> How to complete this task
From the line containing "Exercise. Spot the football cleat" onward to the last line of the data below, copy each line exactly and add nothing.

> The records
Segment Open

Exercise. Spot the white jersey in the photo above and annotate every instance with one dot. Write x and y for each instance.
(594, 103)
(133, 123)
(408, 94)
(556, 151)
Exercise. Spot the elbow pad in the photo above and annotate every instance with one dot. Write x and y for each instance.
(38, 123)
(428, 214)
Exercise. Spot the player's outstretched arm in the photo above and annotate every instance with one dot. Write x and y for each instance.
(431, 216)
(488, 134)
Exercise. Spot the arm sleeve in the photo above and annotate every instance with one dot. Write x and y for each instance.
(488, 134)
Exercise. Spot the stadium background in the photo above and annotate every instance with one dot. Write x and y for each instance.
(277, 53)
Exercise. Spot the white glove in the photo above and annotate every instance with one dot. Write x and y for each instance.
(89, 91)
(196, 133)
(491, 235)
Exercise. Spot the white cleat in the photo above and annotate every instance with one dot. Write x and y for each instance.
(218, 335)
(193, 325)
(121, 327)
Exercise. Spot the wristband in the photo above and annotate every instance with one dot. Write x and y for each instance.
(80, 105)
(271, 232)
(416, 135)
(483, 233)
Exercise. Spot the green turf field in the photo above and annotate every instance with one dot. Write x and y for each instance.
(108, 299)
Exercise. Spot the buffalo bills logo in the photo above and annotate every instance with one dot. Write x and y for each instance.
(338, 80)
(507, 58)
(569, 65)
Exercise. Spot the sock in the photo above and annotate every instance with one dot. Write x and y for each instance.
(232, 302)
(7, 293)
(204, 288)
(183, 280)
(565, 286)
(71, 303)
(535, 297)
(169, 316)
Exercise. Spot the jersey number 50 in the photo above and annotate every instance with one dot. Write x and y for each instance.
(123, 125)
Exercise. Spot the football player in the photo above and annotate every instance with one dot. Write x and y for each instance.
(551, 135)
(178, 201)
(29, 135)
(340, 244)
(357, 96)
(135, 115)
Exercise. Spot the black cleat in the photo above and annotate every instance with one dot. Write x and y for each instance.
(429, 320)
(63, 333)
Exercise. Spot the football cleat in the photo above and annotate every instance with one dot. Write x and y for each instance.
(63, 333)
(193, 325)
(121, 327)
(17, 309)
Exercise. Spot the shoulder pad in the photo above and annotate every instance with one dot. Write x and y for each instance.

Segment Closed

> Task result
Exercise. Spot the football cleat in the photo above and annotate every instance with one dot. Write x and y for each instance.
(63, 333)
(193, 325)
(121, 327)
(17, 309)
Exercise. Spot the shoulder pad in the photo above and annotate every instance with one dot. Write x and y for each instance.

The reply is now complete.